Exercise data:
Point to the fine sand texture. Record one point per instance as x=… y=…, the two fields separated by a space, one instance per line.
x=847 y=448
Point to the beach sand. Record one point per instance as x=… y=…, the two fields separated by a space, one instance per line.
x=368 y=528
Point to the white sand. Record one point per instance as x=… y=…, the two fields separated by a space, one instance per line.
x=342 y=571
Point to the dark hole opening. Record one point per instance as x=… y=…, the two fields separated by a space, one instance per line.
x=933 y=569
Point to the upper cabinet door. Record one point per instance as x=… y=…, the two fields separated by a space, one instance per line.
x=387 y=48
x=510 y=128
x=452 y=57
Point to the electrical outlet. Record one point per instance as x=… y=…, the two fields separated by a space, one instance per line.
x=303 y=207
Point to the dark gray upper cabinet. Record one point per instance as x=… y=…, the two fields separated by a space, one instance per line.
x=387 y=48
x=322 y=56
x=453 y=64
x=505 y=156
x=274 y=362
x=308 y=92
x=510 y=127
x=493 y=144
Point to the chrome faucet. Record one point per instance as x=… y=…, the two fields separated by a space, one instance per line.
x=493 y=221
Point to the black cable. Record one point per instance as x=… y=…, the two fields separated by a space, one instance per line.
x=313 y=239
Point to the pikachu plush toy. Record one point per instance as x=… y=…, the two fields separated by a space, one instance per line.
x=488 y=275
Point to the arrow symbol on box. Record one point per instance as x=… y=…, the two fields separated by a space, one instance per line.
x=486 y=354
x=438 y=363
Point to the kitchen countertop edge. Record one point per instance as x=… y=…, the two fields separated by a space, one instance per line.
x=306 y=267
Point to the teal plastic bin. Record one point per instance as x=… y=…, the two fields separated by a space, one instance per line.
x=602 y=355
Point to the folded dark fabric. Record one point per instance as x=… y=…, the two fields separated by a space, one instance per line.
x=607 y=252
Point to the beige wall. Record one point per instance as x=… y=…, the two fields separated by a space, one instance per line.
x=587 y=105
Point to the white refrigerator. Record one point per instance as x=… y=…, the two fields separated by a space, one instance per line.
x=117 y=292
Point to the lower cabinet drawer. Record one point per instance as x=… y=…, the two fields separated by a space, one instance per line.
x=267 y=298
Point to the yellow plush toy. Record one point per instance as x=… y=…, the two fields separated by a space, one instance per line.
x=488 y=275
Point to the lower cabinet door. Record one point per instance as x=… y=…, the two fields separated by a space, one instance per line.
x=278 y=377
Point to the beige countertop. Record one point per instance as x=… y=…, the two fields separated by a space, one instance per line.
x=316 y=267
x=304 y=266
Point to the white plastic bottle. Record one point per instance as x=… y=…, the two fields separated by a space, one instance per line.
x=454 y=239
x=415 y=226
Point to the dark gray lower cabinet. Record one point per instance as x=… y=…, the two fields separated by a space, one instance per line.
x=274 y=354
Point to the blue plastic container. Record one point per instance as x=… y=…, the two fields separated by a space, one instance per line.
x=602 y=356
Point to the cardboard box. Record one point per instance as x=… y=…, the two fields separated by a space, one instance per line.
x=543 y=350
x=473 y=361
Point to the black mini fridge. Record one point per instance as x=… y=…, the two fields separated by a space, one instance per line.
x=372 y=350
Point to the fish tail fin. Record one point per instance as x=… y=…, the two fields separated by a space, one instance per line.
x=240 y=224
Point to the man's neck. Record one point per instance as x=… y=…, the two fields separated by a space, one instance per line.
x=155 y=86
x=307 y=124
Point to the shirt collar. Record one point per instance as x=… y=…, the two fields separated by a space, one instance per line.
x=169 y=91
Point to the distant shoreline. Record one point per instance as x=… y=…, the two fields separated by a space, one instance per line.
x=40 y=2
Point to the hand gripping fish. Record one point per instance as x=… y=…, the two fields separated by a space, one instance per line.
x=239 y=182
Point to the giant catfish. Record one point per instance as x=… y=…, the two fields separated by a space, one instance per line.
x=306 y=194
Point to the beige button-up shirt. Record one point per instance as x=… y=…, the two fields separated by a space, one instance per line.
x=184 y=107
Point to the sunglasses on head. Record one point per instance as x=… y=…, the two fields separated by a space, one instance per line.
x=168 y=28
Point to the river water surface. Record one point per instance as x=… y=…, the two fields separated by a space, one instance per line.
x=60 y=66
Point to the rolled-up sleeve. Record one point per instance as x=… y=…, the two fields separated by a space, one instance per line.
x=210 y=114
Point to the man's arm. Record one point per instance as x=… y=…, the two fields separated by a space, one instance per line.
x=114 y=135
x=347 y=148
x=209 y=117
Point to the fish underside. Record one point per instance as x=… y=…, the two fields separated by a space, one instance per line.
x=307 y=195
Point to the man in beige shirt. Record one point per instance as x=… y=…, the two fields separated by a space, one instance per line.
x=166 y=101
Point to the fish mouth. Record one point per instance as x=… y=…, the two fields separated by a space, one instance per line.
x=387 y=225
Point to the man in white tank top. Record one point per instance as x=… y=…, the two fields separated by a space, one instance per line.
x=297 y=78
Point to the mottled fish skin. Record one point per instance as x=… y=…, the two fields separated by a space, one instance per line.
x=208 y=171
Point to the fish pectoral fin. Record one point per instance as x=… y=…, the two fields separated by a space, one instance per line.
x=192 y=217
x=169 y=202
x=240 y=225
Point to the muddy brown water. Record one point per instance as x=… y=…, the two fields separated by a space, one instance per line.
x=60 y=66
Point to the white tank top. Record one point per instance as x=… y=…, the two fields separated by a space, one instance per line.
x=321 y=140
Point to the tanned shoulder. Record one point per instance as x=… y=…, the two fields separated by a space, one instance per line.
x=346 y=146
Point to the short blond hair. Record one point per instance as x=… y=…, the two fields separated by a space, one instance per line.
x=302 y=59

What needs to be done: Please reproduce the rows between the line holding "Point to the blue" and the line holding "x=240 y=224", inclusive, replacing "cardboard box" with "shipping carton" and leaving everything else unchanged.

Expected output:
Point to the blue plastic container. Record one point per instance as x=… y=…, the two fields separated by a space, one instance per line.
x=602 y=356
Point to the shipping carton. Record one point per instance as x=… y=…, the two fields separated by a space, one instance per line.
x=543 y=350
x=473 y=361
Point to the black mini fridge. Record one point per instance as x=… y=…, the two fields separated by a space, one instance per line.
x=372 y=350
Point to the fish tail fin. Record one point per instance as x=… y=…, the two fields separated by a space, one instance per line.
x=240 y=224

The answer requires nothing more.